**WHAT IS NEEDED**
Read the data that follows. Then repeat it exactly.

**SUPPLIED ENTRIES**
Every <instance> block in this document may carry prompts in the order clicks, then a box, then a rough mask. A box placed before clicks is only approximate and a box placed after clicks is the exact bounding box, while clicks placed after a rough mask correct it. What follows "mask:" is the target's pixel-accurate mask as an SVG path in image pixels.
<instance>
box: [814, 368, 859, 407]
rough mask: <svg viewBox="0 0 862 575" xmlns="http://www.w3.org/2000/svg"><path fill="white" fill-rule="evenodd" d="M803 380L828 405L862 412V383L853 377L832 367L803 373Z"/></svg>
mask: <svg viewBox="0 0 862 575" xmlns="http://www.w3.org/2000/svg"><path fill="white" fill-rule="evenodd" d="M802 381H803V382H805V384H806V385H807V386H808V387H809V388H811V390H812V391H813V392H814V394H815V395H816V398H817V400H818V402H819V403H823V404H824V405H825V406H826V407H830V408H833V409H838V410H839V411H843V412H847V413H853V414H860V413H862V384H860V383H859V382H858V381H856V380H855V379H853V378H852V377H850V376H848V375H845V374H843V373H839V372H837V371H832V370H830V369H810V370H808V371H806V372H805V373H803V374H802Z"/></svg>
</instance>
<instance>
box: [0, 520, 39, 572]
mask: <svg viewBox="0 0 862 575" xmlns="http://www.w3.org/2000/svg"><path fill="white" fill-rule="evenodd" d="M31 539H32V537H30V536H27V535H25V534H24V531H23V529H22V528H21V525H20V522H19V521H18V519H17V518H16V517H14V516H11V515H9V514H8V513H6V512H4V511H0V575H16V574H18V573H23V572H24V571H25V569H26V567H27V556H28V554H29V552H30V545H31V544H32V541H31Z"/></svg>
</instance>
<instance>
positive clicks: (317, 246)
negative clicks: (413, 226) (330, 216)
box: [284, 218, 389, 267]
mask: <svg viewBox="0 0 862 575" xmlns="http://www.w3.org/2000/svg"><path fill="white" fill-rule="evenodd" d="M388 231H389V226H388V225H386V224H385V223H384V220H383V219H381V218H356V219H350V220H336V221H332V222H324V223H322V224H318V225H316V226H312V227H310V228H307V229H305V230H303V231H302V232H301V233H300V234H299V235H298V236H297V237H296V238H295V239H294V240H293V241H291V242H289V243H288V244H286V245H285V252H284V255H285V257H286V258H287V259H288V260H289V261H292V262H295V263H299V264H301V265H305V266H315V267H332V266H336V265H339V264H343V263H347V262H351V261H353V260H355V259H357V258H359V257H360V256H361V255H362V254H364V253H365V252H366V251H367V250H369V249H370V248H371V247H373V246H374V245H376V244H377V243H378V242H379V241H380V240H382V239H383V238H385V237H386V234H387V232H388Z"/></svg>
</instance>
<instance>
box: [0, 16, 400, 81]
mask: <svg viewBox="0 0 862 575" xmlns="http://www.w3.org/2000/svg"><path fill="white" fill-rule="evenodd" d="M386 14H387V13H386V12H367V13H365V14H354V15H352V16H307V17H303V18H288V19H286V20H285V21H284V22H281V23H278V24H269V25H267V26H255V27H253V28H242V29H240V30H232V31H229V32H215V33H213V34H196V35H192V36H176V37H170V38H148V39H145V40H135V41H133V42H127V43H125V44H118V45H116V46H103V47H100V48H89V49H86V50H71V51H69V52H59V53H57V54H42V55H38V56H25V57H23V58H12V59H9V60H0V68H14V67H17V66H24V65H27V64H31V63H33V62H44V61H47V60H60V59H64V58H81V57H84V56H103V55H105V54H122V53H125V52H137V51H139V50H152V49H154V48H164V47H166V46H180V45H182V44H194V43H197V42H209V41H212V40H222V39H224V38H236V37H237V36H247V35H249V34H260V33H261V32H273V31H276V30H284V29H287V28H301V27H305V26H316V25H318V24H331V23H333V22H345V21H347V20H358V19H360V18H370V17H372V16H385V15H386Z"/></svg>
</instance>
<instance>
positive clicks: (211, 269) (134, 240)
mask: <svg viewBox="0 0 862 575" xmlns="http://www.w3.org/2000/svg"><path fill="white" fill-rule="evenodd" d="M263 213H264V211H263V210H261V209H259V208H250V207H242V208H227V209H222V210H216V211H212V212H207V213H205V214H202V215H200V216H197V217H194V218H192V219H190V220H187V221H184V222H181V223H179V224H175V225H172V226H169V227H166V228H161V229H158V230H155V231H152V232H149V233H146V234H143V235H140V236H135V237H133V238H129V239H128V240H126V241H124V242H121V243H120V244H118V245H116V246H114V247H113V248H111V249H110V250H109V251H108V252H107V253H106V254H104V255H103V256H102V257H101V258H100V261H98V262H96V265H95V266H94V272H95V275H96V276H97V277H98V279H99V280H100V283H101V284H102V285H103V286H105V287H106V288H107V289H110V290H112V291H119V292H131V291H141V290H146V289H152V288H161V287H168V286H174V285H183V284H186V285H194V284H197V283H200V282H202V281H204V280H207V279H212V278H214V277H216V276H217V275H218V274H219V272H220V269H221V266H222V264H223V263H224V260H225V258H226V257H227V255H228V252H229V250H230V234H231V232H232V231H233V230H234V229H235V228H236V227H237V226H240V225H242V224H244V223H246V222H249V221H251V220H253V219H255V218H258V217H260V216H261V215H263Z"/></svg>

**EXERCISE ANSWER**
Every <instance> block in this document may carry prompts in the order clicks, then a box, then a rough mask. A box placed before clicks is only approximate and a box placed after clicks is the exact bounding box, while clicks placed after a rough mask correct it. What follows "mask:" is the target's pixel-accurate mask as an SVG path in image pixels.
<instance>
box: [814, 368, 859, 407]
rough mask: <svg viewBox="0 0 862 575" xmlns="http://www.w3.org/2000/svg"><path fill="white" fill-rule="evenodd" d="M803 380L828 405L862 412V383L853 377L832 367L803 373Z"/></svg>
mask: <svg viewBox="0 0 862 575" xmlns="http://www.w3.org/2000/svg"><path fill="white" fill-rule="evenodd" d="M802 381H803V382H805V384H806V385H807V386H808V387H809V388H811V390H812V391H813V392H814V394H815V395H816V398H817V400H818V402H819V403H823V404H824V405H825V406H826V407H830V408H833V409H838V410H839V411H843V412H847V413H853V414H860V413H862V384H860V383H859V382H858V381H856V380H855V379H853V378H852V377H850V376H848V375H845V374H843V373H839V372H837V371H832V370H830V369H810V370H808V371H806V372H805V373H803V374H802Z"/></svg>
</instance>
<instance>
box: [0, 520, 39, 572]
mask: <svg viewBox="0 0 862 575" xmlns="http://www.w3.org/2000/svg"><path fill="white" fill-rule="evenodd" d="M31 539H32V537H30V536H27V535H25V534H24V531H23V529H22V528H21V525H20V522H19V521H18V519H17V518H16V517H14V516H11V515H9V514H8V513H6V512H4V511H0V575H16V574H18V573H23V572H24V571H25V569H26V567H27V556H28V554H29V552H30V545H31V544H32V541H31Z"/></svg>
</instance>
<instance>
positive clicks: (317, 246)
negative clicks: (413, 226) (330, 216)
box: [284, 218, 389, 267]
mask: <svg viewBox="0 0 862 575" xmlns="http://www.w3.org/2000/svg"><path fill="white" fill-rule="evenodd" d="M388 231H389V226H388V225H386V224H385V223H384V220H383V219H381V218H356V219H350V220H336V221H332V222H324V223H322V224H318V225H316V226H312V227H310V228H307V229H305V230H303V231H302V232H301V233H300V234H299V235H298V236H297V237H296V238H295V239H294V240H293V241H291V242H289V243H288V244H286V245H285V252H284V255H285V257H286V258H287V259H288V260H289V261H292V262H295V263H299V264H301V265H305V266H315V267H332V266H336V265H339V264H343V263H347V262H351V261H353V260H355V259H357V258H359V257H360V256H361V255H362V254H364V253H365V252H366V251H367V250H369V249H370V248H371V247H373V246H374V245H376V244H377V243H378V242H379V241H380V240H382V239H383V238H385V237H386V234H387V232H388Z"/></svg>
</instance>
<instance>
box: [0, 16, 400, 81]
mask: <svg viewBox="0 0 862 575" xmlns="http://www.w3.org/2000/svg"><path fill="white" fill-rule="evenodd" d="M386 14H387V13H386V12H367V13H365V14H354V15H352V16H307V17H303V18H288V19H286V20H285V21H284V22H281V23H278V24H269V25H267V26H255V27H253V28H242V29H240V30H232V31H229V32H215V33H213V34H196V35H192V36H176V37H170V38H148V39H145V40H135V41H133V42H127V43H125V44H118V45H116V46H103V47H100V48H89V49H86V50H71V51H69V52H59V53H57V54H42V55H38V56H25V57H23V58H12V59H9V60H0V68H14V67H17V66H24V65H27V64H31V63H33V62H44V61H47V60H60V59H64V58H81V57H84V56H103V55H105V54H122V53H125V52H137V51H139V50H152V49H154V48H164V47H166V46H180V45H182V44H194V43H197V42H209V41H212V40H222V39H224V38H236V37H237V36H247V35H249V34H260V33H261V32H273V31H276V30H284V29H287V28H301V27H305V26H316V25H318V24H331V23H333V22H345V21H347V20H358V19H360V18H370V17H372V16H385V15H386Z"/></svg>
</instance>
<instance>
positive clicks: (211, 269) (134, 240)
mask: <svg viewBox="0 0 862 575" xmlns="http://www.w3.org/2000/svg"><path fill="white" fill-rule="evenodd" d="M263 213H264V211H263V210H261V209H259V208H250V207H242V208H227V209H222V210H216V211H212V212H207V213H205V214H202V215H200V216H197V217H194V218H192V219H190V220H187V221H184V222H181V223H179V224H175V225H172V226H169V227H166V228H161V229H158V230H155V231H152V232H149V233H146V234H143V235H140V236H135V237H133V238H129V239H128V240H126V241H124V242H121V243H120V244H118V245H116V246H114V247H113V248H111V249H110V250H109V251H108V252H107V253H106V254H104V255H103V256H102V257H101V258H100V261H98V262H96V265H95V266H94V272H95V275H96V276H97V277H98V279H99V280H100V283H101V284H102V285H103V286H105V287H106V288H107V289H110V290H112V291H119V292H131V291H141V290H146V289H152V288H161V287H168V286H174V285H183V284H186V285H194V284H197V283H200V282H202V281H204V280H207V279H212V278H214V277H216V276H217V275H218V274H219V272H220V269H221V266H222V264H223V263H224V260H225V258H226V257H227V255H228V252H229V250H230V234H231V232H232V231H233V230H234V229H235V228H236V227H237V226H240V225H242V224H244V223H246V222H249V221H251V220H253V219H255V218H258V217H260V216H261V215H263Z"/></svg>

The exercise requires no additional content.